Work task: Keeping every character in place, output all the data.

The data:
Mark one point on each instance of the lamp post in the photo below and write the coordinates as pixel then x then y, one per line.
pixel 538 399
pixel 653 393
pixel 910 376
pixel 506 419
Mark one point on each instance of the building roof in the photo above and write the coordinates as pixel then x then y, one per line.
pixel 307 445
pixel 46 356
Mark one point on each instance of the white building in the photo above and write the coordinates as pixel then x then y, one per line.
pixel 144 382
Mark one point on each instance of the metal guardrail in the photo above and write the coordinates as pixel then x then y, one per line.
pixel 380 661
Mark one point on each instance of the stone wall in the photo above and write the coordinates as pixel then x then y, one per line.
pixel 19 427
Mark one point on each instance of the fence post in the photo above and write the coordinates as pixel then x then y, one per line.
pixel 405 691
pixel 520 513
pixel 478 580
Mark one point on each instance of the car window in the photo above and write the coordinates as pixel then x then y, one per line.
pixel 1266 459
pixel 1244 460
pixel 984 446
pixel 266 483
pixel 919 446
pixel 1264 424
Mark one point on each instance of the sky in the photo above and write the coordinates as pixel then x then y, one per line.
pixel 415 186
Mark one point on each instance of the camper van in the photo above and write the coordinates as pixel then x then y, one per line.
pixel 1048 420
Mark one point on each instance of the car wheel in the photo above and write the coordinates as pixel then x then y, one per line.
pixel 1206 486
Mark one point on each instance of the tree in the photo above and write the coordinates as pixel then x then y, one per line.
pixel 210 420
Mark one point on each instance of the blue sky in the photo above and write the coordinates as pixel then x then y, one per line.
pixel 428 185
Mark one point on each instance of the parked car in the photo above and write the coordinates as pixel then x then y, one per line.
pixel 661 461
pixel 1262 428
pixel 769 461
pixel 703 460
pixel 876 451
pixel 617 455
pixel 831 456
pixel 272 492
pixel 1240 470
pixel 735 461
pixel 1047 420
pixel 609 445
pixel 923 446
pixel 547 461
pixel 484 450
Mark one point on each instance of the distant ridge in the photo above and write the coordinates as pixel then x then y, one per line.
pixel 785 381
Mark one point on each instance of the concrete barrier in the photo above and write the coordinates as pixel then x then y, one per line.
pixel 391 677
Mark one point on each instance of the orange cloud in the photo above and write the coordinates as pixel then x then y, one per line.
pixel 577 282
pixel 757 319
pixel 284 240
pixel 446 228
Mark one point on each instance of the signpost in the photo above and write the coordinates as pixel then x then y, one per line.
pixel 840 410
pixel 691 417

Problem solution:
Mark one point on each instance of the lamp post in the photo below and write the coordinates as pixel then x then y, one per line.
pixel 538 399
pixel 653 393
pixel 910 376
pixel 506 419
Mark one point on each instance of the building roof in the photo above and write the coordinates as pixel then x then y, one per line.
pixel 307 445
pixel 46 356
Mark one point on each instance of the white building in the photo above and write the coordinates as pixel then x then y, one per line.
pixel 144 382
Mark one point on each instance of the metal guardrail in the photo above and write the coordinates as pixel then x then y, one per line.
pixel 380 661
Mark one point on each instance of the stone wall in the photo above and write the coordinates as pixel then x then y, one per line.
pixel 19 427
Mark one point on each instance of the fence post in the photo above and write the coordinates as pixel then x then y, one per line.
pixel 405 691
pixel 520 513
pixel 478 580
Mark one point on each instance of the car window in the photo above and write the coordinates as pixel then x then y, one per line.
pixel 1266 459
pixel 1244 460
pixel 984 446
pixel 266 483
pixel 919 446
pixel 1264 424
Mark one point on each instance of the sky in the photo above and write the coordinates as pixel then x then y, one per line.
pixel 415 186
Mark one point on each instance of the camper van in the photo above and write the coordinates as pixel then x then y, one per line.
pixel 1048 420
Mark one point on each instance of the car wheel in the photo above and write the coordinates as pixel then x then y, one per line.
pixel 1206 486
Mark one point on each instance of the tree in the photo above and write the coordinates as pixel then x then y, one per line.
pixel 210 420
Mark one point on each instance of the blue sky in the photo above and write the coordinates as pixel then x then y, one per line.
pixel 428 185
Mark one point on each instance of the parked car in the photo above and write the coordinates as pixel then x then y, one per line.
pixel 661 461
pixel 1262 428
pixel 769 461
pixel 703 460
pixel 876 451
pixel 617 455
pixel 831 456
pixel 272 492
pixel 1240 470
pixel 735 461
pixel 1047 420
pixel 609 445
pixel 923 446
pixel 547 461
pixel 484 450
Mark one point on each instance of the distant ridge in the photo above and write the coordinates as pixel then x then y, one per line.
pixel 785 381
Mark one point on each instance of the concrete barrier in the photo above and write the coordinates as pixel then x then y, one per line.
pixel 391 677
Mark one point on each instance of the orange cloud in the photo above and write the coordinates as pixel then x then y, one per line.
pixel 577 282
pixel 757 319
pixel 284 240
pixel 446 228
Mark one point on each instance of the signpost in the photo above and write the coordinates as pixel then x then y, one per line.
pixel 840 410
pixel 691 417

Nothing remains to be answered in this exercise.